Conjunto de tarefas:
- 1) Segundo o trecho de origem, quais três ações a direita realiza?
- 2) No trecho de origem, troque "democracia" por "monarquia" na parte que começa em "Agora é tudo, sobre" e vai até "é mesma merda!).".
- 3) No trecho de origem, reescreva em forma de lista o parágrafo iniciado por "Xingarmos a mulher, o marido", preservando os fatos principais.

Trecho de origem:
Agora é tudo, sobre tudo, contra tudo, contra nada e eu "nada sei".
Contra os safados políticos, contra a safada política, contra a safada tirania, contra a safada democracia.

Odiamos a ditadura da mesma forma que odiamos a democracia (tudo é mesma merda!).
Não gostamos de política, não nos interessamos por eleições, nem abrimos os jornais e nem quero saber de nada. Odiamos quem gosta de política!
Acordei de mau-humor, somente quero protestar e mandar tudo para aquele lugar!
O médico safado, o professor safado, o motorista safado, o patrão safado, o político safado, o policial safado...
Tanta gente safada, mas eu sou legal!

Xingarmos a mulher, o marido, o pai, a mãe, o filho, a família, o cachorro, a amante, o garoto de programa e a puta do bordel.
A direita sorri, incentiva e aplaude. A esquerda se perde sozinha.
Pode-se escolher entre ir para balada ou ir a algum protesto da "tribo" do momento.
Pode-se fazer o mesmo que se faz após encher a cara e destruir tudo pela frente, depois na balada, seja no volante, seja na mão.
Pode-se dar ou aceitar aquele suborninho, que ninguém vai ficar sabendo (tudo em surdina!).
Dos pacíficos revoltos aos pirotécnicos que ateiam fogo e gozam vendo circo se consumir em chamas.

Pra que ter norte se preferimos ter um país desnorteado?
Pra que ideologias se a força resolve tudo, seja na porrada, ou na pedrada?

Linhas fornecidas:
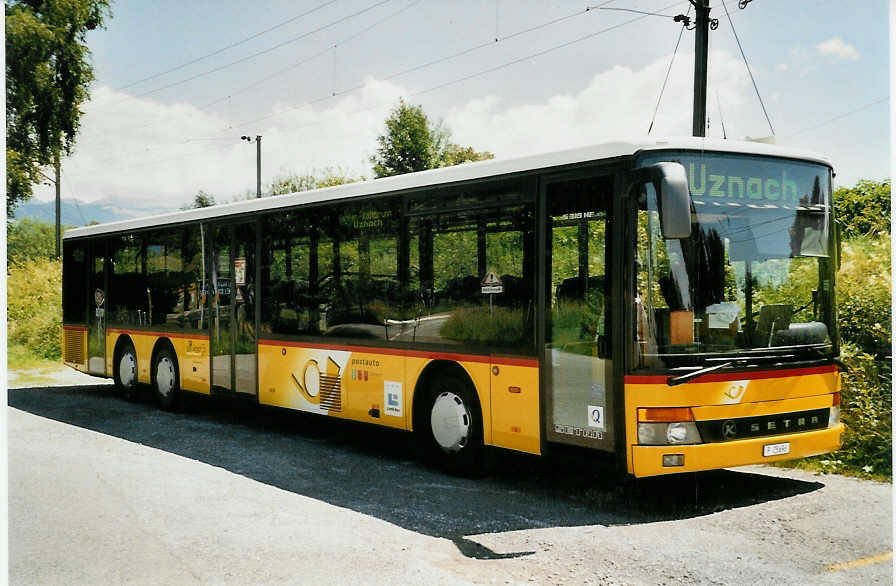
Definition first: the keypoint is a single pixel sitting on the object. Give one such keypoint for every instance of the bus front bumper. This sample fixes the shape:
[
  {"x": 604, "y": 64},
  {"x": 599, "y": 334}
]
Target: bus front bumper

Conjunto de soluções:
- 1) A direita sorri, incentiva e aplaude.

- 2)
Agora é tudo, sobre tudo, contra tudo, contra nada e eu "nada sei".
Contra os safados políticos, contra a safada política, contra a safada tirania, contra a safada monarquia.

Odiamos a ditadura da mesma forma que odiamos a monarquia (tudo é mesma merda!).

- 3)
- Xingam-se a mulher, o marido, os pais, o filho, a família, o cachorro, a amante, o garoto de programa e a prostituta do bordel.
- A direita sorri, incentiva e aplaude; a esquerda se perde sozinha.
- Pode-se escolher entre a balada e um protesto da "tribo" do momento.
- Pode-se repetir o que se faz depois de beber demais e destruir tudo pela frente, seja no volante, seja na mão.
- Pode-se dar ou aceitar um pequeno suborno às escondidas.
- Há desde os pacíficos revoltos até os pirotécnicos que ateiam fogo e se deleitam vendo o circo arder.